◆ STORED ROWS ◆
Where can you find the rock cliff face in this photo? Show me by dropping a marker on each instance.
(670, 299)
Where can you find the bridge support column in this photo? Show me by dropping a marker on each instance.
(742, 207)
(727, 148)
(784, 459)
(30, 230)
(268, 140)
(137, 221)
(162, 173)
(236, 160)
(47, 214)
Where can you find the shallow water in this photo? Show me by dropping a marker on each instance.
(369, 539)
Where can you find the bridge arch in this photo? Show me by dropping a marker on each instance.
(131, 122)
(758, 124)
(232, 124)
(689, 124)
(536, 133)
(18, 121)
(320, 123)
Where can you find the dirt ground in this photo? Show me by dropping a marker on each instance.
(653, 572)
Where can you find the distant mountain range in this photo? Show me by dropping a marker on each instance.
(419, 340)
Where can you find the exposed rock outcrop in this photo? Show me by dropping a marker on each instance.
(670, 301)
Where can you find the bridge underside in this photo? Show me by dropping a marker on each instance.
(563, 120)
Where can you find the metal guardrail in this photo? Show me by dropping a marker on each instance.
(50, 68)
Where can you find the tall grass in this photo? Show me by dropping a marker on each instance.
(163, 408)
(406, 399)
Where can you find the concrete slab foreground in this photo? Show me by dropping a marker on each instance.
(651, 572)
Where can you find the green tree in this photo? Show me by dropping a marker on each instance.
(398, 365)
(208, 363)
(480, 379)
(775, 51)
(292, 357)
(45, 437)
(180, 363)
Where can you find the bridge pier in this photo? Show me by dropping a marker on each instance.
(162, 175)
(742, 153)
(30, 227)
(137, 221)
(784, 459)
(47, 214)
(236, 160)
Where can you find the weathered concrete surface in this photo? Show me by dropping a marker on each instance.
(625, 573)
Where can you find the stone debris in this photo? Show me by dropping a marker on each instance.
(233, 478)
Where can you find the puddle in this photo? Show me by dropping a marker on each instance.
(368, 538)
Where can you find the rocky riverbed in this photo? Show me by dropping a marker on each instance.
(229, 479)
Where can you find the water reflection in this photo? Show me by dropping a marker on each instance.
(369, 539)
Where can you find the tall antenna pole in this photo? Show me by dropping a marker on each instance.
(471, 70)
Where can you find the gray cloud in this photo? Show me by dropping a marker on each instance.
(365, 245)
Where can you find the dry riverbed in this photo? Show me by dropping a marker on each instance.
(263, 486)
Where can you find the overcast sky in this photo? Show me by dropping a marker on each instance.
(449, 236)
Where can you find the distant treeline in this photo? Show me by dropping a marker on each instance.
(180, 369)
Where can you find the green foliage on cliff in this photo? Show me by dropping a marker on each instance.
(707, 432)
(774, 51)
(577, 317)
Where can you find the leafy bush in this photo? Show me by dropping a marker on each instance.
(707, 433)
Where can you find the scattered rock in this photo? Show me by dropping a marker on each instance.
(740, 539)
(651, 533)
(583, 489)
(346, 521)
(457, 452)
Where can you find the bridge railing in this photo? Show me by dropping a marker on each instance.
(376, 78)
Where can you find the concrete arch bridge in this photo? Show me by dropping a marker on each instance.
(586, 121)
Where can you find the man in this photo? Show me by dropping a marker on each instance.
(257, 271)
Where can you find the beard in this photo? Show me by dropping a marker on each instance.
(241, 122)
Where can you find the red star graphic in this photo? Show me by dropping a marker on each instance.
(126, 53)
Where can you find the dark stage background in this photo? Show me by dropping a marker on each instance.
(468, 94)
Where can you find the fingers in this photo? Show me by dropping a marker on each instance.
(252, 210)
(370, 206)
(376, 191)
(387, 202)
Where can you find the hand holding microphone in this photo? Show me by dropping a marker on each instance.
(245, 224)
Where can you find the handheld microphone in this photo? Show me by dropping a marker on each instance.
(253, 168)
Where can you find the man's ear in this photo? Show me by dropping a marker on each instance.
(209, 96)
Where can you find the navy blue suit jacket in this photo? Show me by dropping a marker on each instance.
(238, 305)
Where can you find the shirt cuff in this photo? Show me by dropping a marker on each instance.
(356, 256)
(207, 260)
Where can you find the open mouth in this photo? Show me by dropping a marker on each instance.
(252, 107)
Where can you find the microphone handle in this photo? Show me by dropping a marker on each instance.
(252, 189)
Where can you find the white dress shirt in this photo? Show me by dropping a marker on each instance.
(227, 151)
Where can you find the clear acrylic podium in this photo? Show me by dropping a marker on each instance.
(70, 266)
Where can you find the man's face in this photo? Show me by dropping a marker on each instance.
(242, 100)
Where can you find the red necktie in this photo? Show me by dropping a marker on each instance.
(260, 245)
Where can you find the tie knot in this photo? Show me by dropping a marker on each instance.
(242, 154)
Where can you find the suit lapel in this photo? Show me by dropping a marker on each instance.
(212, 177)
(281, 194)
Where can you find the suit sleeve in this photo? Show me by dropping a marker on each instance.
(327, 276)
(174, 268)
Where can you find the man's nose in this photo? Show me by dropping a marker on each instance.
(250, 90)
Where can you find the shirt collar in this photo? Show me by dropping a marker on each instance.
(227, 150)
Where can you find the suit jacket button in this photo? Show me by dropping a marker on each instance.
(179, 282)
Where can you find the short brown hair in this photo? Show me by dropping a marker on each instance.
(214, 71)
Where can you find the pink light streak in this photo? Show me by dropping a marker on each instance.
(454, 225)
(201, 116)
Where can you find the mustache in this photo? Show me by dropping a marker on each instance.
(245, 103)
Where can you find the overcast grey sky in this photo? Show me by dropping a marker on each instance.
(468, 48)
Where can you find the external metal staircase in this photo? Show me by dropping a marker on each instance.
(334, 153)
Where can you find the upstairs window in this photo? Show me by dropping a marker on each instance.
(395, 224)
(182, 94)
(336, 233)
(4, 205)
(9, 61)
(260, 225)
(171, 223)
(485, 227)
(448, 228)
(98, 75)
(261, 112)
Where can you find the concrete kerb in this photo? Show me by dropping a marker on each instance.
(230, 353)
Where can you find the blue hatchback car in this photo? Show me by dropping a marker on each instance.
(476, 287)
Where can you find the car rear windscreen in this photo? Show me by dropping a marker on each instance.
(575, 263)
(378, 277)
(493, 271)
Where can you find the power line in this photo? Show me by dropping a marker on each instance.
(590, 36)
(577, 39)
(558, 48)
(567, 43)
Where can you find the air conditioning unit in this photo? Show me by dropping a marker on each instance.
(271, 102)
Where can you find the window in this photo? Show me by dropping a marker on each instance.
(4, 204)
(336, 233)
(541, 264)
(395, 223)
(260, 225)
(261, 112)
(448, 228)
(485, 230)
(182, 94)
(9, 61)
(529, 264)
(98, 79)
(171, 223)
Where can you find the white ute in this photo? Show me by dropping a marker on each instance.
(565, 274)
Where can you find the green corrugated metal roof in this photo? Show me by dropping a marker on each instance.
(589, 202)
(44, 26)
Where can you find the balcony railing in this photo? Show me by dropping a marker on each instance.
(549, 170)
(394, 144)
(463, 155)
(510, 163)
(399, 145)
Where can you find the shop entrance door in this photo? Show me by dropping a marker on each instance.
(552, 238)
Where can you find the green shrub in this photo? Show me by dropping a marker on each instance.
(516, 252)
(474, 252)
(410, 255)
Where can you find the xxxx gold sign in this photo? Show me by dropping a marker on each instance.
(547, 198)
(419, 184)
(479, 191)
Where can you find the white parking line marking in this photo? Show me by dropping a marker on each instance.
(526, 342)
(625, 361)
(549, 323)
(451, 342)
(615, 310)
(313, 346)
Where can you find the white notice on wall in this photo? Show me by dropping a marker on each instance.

◆ REQUIRED WORK ◆
Rewrite the material above, replacing "dropping a marker" with "placing a pin" wherever it occurs and leaving everything else untouched.

◆ WRITTEN RESPONSE ◆
Where can you find the rock cliff face in this photo? Show me by placing a pin on each instance.
(670, 299)
Where can you find the bridge support column in this photo? Show me by placing a pin on each instance.
(742, 207)
(727, 148)
(784, 459)
(30, 230)
(268, 140)
(137, 221)
(162, 173)
(236, 160)
(47, 214)
Where can you find the shallow water in this photo? Show me by placing a pin on each instance.
(369, 539)
Where can you find the bridge arch in this photo? Show me by placing a pin on each instance.
(131, 122)
(758, 124)
(232, 124)
(689, 124)
(536, 133)
(18, 121)
(320, 123)
Where can you find the dirt ground in this photo? Show me by placing a pin on each instance.
(653, 572)
Where can you find the distant mountain range in this photo? Show me by placing a pin on each instance.
(419, 340)
Where can you find the exposed rock outcrop in this photo? Show me by placing a pin on each instance.
(670, 301)
Where can you find the bridge underside in this photo? Show me by placing a pin on each instance.
(563, 120)
Where can you find the metal guardrail in this photo? Show me by placing a pin on each instance.
(50, 68)
Where can you find the tall grass in this photo? Show me by placing a pin on each instance.
(163, 408)
(406, 399)
Where can you find the concrete slab foreground in this photo? Show me by placing a pin on each instance.
(651, 572)
Where can you find the green tree in this photo? Show me by placing a pin on each instance.
(398, 365)
(208, 363)
(480, 379)
(775, 51)
(292, 357)
(45, 437)
(180, 363)
Where can you find the bridge pier in this photo? Show me by placing a pin on each instance.
(162, 175)
(742, 153)
(30, 227)
(137, 221)
(784, 459)
(47, 214)
(236, 160)
Where can you find the weathered concrete surface in this photo? Show me by placing a pin on each instance.
(625, 573)
Where can you find the stone debris in this photo? Show me by placing a pin on each instance.
(233, 478)
Where can you find the puddle in this photo? Show me by placing a pin on each instance.
(368, 538)
Where can you find the rocky riverbed in this photo? Show me by placing a pin on each instance.
(229, 479)
Where can you find the water reflection in this photo? Show me by placing a pin on each instance.
(369, 539)
Where can you find the tall antenna pole in this photo? Show me by placing a pin on each instance.
(471, 70)
Where can you find the gray cloud in this photo? Show me by placing a pin on each instance.
(365, 245)
Where can you find the dry riverbed in this photo? Show me by placing a pin on each instance.
(263, 486)
Where can you find the overcast sky in this photo? Show me by placing a pin on each instance.
(449, 236)
Where can you find the distant treeline in this photo? Show me by placing a pin on each instance.
(180, 369)
Where can you find the green foliage on cliff in this photo? Show me by placing a pin on each instance.
(707, 432)
(774, 51)
(577, 317)
Where can you find the leafy bush in this photo? Show me by placing a pin on each instance.
(707, 433)
Where can you find the scattered rock in this photo? Show me by placing a pin on each instance.
(740, 539)
(651, 533)
(583, 489)
(346, 521)
(457, 452)
Where can you find the bridge railing in this photo? Show me by placing a pin on each instance.
(376, 78)
Where can you find the concrete arch bridge in this photo? Show me by placing a pin on each instance.
(586, 121)
Where can you find the man in this photo? Show me by placing a pin on each instance.
(257, 271)
Where can you find the beard in this photo? Show me by placing a pin on each instance.
(241, 122)
Where can you find the red star graphic in this photo? Show me by placing a pin on each instance.
(126, 53)
Where can you find the dark stage background in this photo? Show me by placing a pin on each instance.
(468, 94)
Where can you find the fingers in this photo? Show me by placing a pin on each instance.
(252, 210)
(370, 206)
(376, 191)
(387, 202)
Where can you find the hand holding microphone in this photo? Show me by placing a pin on each instance.
(245, 224)
Where can you find the handheld microphone in this photo? Show me by placing a pin on each instance.
(253, 168)
Where can you find the man's ear in this photo? Show me by placing a pin on each instance.
(209, 96)
Where can you find the navy blue suit jacket in this photo? Show me by placing a pin on each instance.
(238, 305)
Where can you find the shirt cuff in this photo? Show me by placing a pin on each instance.
(356, 256)
(207, 260)
Where can you find the open mouth in this photo? Show me by placing a pin on each instance.
(252, 107)
Where can you find the microphone handle in this photo? Show me by placing a pin on each instance.
(252, 189)
Where can you find the white dress shirt in this photo? Show me by placing a pin on each instance.
(227, 151)
Where can you find the clear acrylic podium in this photo? Show me by placing a pin on each instance.
(70, 266)
Where can you find the man's face in this photo? Show me by placing a pin on each instance.
(242, 100)
Where can you find the red necktie in this photo? Show me by placing a pin on each instance.
(260, 245)
Where can you find the tie knot in this photo? Show me by placing a pin on each instance.
(242, 154)
Where can you find the suit lapel in this photo? Show me by placing a pin on each instance.
(212, 177)
(281, 194)
Where can you find the suit sleeve in this photo? Show me by placing a pin on each instance.
(327, 276)
(174, 268)
Where can you find the man's nose in this photo? Show me by placing a pin on each instance.
(250, 90)
Where can you find the shirt collar in this photo? Show me by placing a pin on each instance.
(227, 150)
Where can you find the suit jacket button in this photo? Show me by placing a pin on each instance.
(179, 282)
Where can you find the short brown hair in this photo? Show me by placing a pin on each instance.
(214, 71)
Where can you find the pink light streak in this photo? Show me by placing a pin on each instance.
(454, 225)
(201, 116)
Where can you find the mustache in this photo? Show me by placing a pin on each instance.
(245, 103)
Where can you find the overcast grey sky in this photo? Show me by placing a pin on each instance.
(468, 48)
Where can you find the external metal staircase in this photo? Show me by placing a pin on each instance.
(334, 153)
Where can you find the upstairs window in this photo? Show me by placing a pin on each instance.
(395, 224)
(182, 94)
(336, 233)
(4, 205)
(9, 61)
(260, 225)
(171, 223)
(485, 227)
(448, 228)
(98, 75)
(261, 112)
Where can you find the concrete kerb in this photo? Show me by placing a pin on each instance.
(230, 353)
Where can you find the blue hatchback car in this photo? Show me by placing a pin on each instance.
(476, 287)
Where can you find the car rear windscreen in this photo? Show me by placing a pin on each instance.
(575, 263)
(378, 277)
(493, 271)
Where can you find the power line in this photo? Show me by placing a pin on each instance.
(590, 36)
(577, 39)
(558, 48)
(567, 43)
Where can you find the air conditioning unit in this photo? Show me by placing a pin on each instance.
(271, 102)
Where can you find the window in this photo? Show me by placing a pin on each instance.
(4, 204)
(336, 233)
(541, 264)
(395, 223)
(260, 225)
(261, 112)
(448, 228)
(485, 230)
(182, 94)
(9, 61)
(529, 264)
(98, 79)
(171, 223)
Where can you find the white ute in this photo? Show me by placing a pin on each instance.
(565, 274)
Where can you find the green corrugated metal roof in this photo? Show me by placing a pin on each instance.
(589, 202)
(44, 26)
Where can you find the balcony railing in this photo? Show me by placing a pin on each instance.
(549, 170)
(394, 144)
(463, 155)
(510, 163)
(399, 145)
Where can you find the shop entrance door in this photo? Show me by placing a pin on each instance.
(552, 238)
Where can you find the green shrub in this photo? Show me by placing a pin on each instance.
(516, 252)
(474, 252)
(410, 255)
Where can you find the xxxx gold sign in this photo? Show me by placing a pin on each instance.
(547, 198)
(419, 184)
(479, 191)
Where can you find the white parking line marking in this photo? Show me by placing a pin on each instance.
(526, 342)
(625, 361)
(549, 323)
(451, 342)
(615, 310)
(313, 346)
Where can you find the white notice on wall in this photo? Show me by placing a pin on each instance.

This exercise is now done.